PROBLEM STATEMENT :: Rewrite the listing below with every "instance" changed to "object" and everything else left unchanged. Omit the pictures from your answer.

Dataset entries:
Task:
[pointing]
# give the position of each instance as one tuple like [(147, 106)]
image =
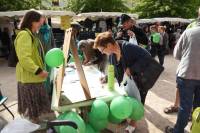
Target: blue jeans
[(189, 91)]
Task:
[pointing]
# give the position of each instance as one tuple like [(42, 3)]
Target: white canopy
[(97, 15), (49, 13), (182, 20), (143, 21)]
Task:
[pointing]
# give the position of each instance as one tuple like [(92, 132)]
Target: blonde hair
[(103, 39)]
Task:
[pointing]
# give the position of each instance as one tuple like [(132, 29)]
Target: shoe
[(169, 129), (130, 129)]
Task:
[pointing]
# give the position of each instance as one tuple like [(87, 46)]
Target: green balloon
[(120, 107), (138, 110), (114, 120), (72, 116), (99, 110), (54, 57), (98, 125), (72, 58), (89, 129)]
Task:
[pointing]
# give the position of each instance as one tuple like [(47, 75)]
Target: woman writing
[(32, 97)]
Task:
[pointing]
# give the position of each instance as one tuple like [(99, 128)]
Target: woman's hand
[(131, 33), (43, 74)]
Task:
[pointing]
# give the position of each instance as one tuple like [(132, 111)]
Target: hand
[(43, 74), (103, 80), (131, 33), (128, 72)]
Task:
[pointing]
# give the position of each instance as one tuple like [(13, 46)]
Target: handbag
[(147, 77)]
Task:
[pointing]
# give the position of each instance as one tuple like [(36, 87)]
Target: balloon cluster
[(100, 115)]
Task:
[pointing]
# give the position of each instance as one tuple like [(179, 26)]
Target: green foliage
[(166, 8), (79, 6), (11, 5)]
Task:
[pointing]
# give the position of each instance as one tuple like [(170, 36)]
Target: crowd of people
[(130, 48)]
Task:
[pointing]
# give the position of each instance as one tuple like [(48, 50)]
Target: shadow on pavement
[(3, 122)]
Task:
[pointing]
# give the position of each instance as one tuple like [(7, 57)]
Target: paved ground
[(160, 96)]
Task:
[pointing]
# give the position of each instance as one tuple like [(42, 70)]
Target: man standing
[(129, 30), (188, 76)]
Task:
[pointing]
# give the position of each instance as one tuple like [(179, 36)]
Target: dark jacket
[(139, 33), (133, 57)]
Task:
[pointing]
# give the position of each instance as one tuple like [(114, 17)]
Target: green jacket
[(27, 50)]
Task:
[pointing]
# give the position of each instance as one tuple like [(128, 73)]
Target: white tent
[(144, 21), (48, 13), (182, 20), (97, 15)]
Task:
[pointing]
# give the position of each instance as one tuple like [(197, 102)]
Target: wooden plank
[(81, 74), (72, 88)]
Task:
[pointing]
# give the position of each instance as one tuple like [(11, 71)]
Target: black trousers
[(159, 51), (143, 92)]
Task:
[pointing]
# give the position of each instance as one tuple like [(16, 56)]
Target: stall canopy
[(97, 15), (182, 20), (48, 13), (165, 19)]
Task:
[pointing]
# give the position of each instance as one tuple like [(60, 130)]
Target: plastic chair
[(2, 102)]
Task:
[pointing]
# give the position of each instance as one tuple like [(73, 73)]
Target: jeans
[(156, 49), (189, 91)]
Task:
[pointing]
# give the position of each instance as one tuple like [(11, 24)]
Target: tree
[(11, 5), (79, 6), (166, 8)]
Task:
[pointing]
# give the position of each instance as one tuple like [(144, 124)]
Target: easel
[(69, 43)]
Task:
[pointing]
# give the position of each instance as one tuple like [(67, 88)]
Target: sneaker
[(169, 129)]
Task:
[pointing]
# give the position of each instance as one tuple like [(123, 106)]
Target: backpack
[(155, 38), (196, 121)]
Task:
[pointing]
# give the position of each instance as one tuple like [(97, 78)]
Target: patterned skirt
[(33, 100)]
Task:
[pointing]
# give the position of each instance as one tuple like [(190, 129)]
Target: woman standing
[(32, 97), (126, 58)]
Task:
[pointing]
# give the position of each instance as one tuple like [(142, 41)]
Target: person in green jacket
[(33, 99), (47, 40)]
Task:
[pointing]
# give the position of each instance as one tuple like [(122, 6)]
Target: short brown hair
[(29, 18), (103, 39)]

TASK ANSWER ::
Task:
[pointing]
# give the position of each object as one tuple like [(147, 106)]
image =
Target: blue jeans
[(189, 91)]
Task:
[pointing]
# give the position of each object as one tuple like [(42, 3)]
Target: white canopy
[(97, 15), (49, 13), (182, 20), (143, 21)]
Task:
[pointing]
# give the position of each object as one tuple like [(92, 132)]
Target: blonde hair
[(103, 39)]
Task:
[pointing]
# give the position of each object as one tuple like [(132, 29)]
Target: shoe
[(169, 129), (130, 129)]
Task:
[pointing]
# give the position of each object as one tuple like [(87, 46)]
Target: green balloon
[(120, 107), (138, 110), (114, 120), (72, 116), (99, 110), (54, 57), (98, 125), (72, 58), (89, 129)]
Task:
[pointing]
# give the position of each object as one tuple like [(47, 75)]
Target: woman writing
[(32, 97)]
Task:
[pointing]
# give the position of each object as one tuple like [(99, 128)]
Target: woman's hand
[(131, 33), (43, 74)]
Task:
[pointing]
# give the position of each object as one tuple like [(132, 111)]
Target: hand
[(43, 74), (103, 80), (131, 33), (128, 72)]
Task:
[pointing]
# give the position of each object as one tuple like [(13, 46)]
Target: handbag
[(147, 77)]
Task:
[pointing]
# give the position of each object as one tuple like [(36, 87)]
Target: balloon cluster
[(100, 115)]
Task:
[pointing]
# give the position of each object as one tuple like [(179, 26)]
Target: green foliage
[(166, 8), (79, 6), (11, 5)]
Task:
[pointing]
# give the position of each object as one tuple like [(170, 36)]
Target: crowd of people
[(130, 48)]
Task:
[pointing]
# give the position of each object as one tuple like [(48, 50)]
Target: shadow on pavement
[(3, 122)]
Task:
[pointing]
# give the position of each object as one tuple like [(7, 57)]
Target: paved ground
[(160, 96)]
Task:
[pointing]
# give the position of each object as one tuple like [(42, 70)]
Target: man standing
[(129, 30), (188, 76)]
Task:
[pointing]
# give the position of each object as one tuple like [(179, 36)]
Target: dark jacket
[(139, 33), (133, 57)]
Task:
[pointing]
# give the position of each object as one tuple like [(114, 17)]
Target: green jacket
[(27, 50)]
Task:
[pointing]
# give the position of each object as one tuple like [(128, 73)]
Target: white tent
[(144, 21), (48, 13), (182, 20), (97, 15)]
Task:
[pointing]
# give the position of each object as one tuple like [(197, 102)]
Target: wooden plank
[(81, 74), (72, 88)]
Task:
[pointing]
# give the position of each object as one tuple like [(11, 71)]
Target: black trousers
[(159, 51), (143, 92)]
Task:
[pointing]
# give the position of each object as one tuple like [(16, 56)]
Target: stall canopy
[(97, 15), (182, 20), (48, 13), (165, 19)]
Task:
[pointing]
# give the position of each object as one tuple like [(60, 130)]
Target: plastic chair
[(2, 102)]
Task:
[pointing]
# give the position of each object as one tuple like [(73, 73)]
Target: jeans
[(156, 49), (189, 91)]
Task:
[pointing]
# give the position of each object as one tuple like [(11, 24)]
Target: tree
[(11, 5), (79, 6), (166, 8)]
Task:
[pointing]
# give the position of each object as one tuple like [(144, 124)]
Target: easel
[(69, 43)]
Task:
[pointing]
# give the position of each object as one tuple like [(67, 88)]
Target: sneaker
[(169, 129)]
Task:
[pointing]
# give the position of each object as one tuple like [(123, 106)]
Target: backpack
[(155, 38), (196, 121)]
Task:
[pointing]
# give the position of each object as one tuple like [(97, 78)]
Target: patterned skirt
[(33, 100)]
Task:
[pointing]
# give the position of each object as one tuple like [(190, 129)]
Target: woman standing
[(32, 97), (126, 58)]
Task:
[pointing]
# give the position of each object as one tuple like [(142, 41)]
Target: person in green jacket
[(33, 99), (47, 40)]
Task:
[pointing]
# give the position of each object as one tuple like [(122, 6)]
Target: short brown hair
[(29, 18), (103, 39)]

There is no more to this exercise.